*** LISTED ENTRIES Section Begins ***
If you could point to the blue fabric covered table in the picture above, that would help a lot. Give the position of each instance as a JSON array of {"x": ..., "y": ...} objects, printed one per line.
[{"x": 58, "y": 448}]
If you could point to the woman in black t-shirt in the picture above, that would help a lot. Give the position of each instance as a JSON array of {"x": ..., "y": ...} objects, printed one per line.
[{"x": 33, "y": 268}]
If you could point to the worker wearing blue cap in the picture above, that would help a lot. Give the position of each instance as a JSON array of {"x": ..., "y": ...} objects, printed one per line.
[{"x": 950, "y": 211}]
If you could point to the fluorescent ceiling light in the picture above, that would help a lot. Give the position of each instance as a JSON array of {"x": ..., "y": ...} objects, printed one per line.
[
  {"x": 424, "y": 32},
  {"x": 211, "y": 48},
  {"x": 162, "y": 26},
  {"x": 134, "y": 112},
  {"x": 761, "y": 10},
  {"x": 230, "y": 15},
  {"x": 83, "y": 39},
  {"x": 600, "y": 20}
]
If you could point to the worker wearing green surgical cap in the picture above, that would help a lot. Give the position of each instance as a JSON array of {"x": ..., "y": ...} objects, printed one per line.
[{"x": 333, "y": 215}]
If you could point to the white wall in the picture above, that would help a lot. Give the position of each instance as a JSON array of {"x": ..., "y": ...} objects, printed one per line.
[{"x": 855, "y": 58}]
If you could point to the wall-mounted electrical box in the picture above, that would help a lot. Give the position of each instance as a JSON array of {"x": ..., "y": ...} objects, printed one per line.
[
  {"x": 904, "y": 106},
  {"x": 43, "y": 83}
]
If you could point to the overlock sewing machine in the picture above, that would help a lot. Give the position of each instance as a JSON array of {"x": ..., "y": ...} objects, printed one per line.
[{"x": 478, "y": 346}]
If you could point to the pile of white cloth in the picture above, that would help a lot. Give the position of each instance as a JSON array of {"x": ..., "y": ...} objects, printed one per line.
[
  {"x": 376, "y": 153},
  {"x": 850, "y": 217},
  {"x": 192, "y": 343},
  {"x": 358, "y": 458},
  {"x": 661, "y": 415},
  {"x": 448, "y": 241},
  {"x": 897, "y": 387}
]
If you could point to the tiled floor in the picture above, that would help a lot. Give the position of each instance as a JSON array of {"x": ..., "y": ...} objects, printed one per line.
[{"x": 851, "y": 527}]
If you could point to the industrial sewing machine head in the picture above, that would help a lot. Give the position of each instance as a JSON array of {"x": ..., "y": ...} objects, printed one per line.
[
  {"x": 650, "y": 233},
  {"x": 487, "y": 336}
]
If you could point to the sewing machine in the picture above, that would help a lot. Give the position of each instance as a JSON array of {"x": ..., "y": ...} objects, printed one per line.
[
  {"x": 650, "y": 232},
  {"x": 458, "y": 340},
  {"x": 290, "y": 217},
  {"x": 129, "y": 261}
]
*** LISTED ENTRIES Section Ends ***
# [WORK INSTRUCTIONS]
An exact copy of every record above is what's needed here.

# [FINISHED EXERCISE]
If you could point to the blue fabric covered table in the picture above, that would help a lot. Give the position of each instance as a JSON array of {"x": ..., "y": ...} objects, printed one per line.
[{"x": 58, "y": 448}]
If you could point to the woman in black t-shirt in the picture above, that would help a lot. Give the position of each instance as a JSON array of {"x": ..., "y": ...} objects, printed one per line.
[{"x": 33, "y": 268}]
If you could point to the worker wearing blue cap in the picture above, that would help a lot. Give the position of each instance as a JSON array of {"x": ..., "y": ...} objects, printed one per line.
[{"x": 950, "y": 211}]
If you could point to the fluorescent ceiling light in the picture above, that would help a lot. Give the position of each instance as a JSON array of {"x": ..., "y": ...} objects, printed one per line.
[
  {"x": 424, "y": 32},
  {"x": 211, "y": 48},
  {"x": 162, "y": 26},
  {"x": 134, "y": 112},
  {"x": 761, "y": 10},
  {"x": 230, "y": 15},
  {"x": 83, "y": 39},
  {"x": 600, "y": 20}
]
If you could point to the worker wearing green surgical cap in the picture above, that would help a lot. Give the position of each instance as a JSON array of {"x": ..., "y": ...} objects, printed one per line.
[{"x": 333, "y": 215}]
If you could point to the white wall in the picture above, that would help a lot. Give the position of each instance as a JSON array of {"x": ..., "y": ...} objects, printed one per line.
[{"x": 855, "y": 58}]
If you could point to the wall-mounted electrical box in the picture above, that would help a lot. Give the position of each instance as a JSON array of {"x": ..., "y": ...} objects, printed one per line.
[
  {"x": 904, "y": 106},
  {"x": 43, "y": 83}
]
If you could point to the overlock sewing machine in the picture above, that would help a lot. Give the position of each instance as a JSON array of {"x": ..., "y": ...} objects, printed one per line.
[{"x": 478, "y": 346}]
If you could point to the pile of white cloth in the picture above, that would help a lot. Give the position of each instance as a JSON array of {"x": ..., "y": ...} objects, printed one per line.
[
  {"x": 376, "y": 153},
  {"x": 850, "y": 217},
  {"x": 192, "y": 343},
  {"x": 358, "y": 458},
  {"x": 661, "y": 415},
  {"x": 448, "y": 241},
  {"x": 897, "y": 387}
]
If you could point to the tiled floor in the picture above, that would help a lot. Give the position of each instance as a JSON array of {"x": ..., "y": ...} objects, printed one per line.
[{"x": 851, "y": 527}]
If you could point to the industrial sewing machine head in the picture above, that would help a lot. Give the position of each instance as a JSON array of {"x": ..., "y": ...} objects, printed one per line.
[
  {"x": 650, "y": 233},
  {"x": 487, "y": 336}
]
If you could point to the sewing machine in the picture above, that would help a lot. Give the position of each instance as a JSON array of {"x": ..., "y": ...} objects, printed one per line.
[
  {"x": 650, "y": 232},
  {"x": 458, "y": 340},
  {"x": 290, "y": 217},
  {"x": 129, "y": 261}
]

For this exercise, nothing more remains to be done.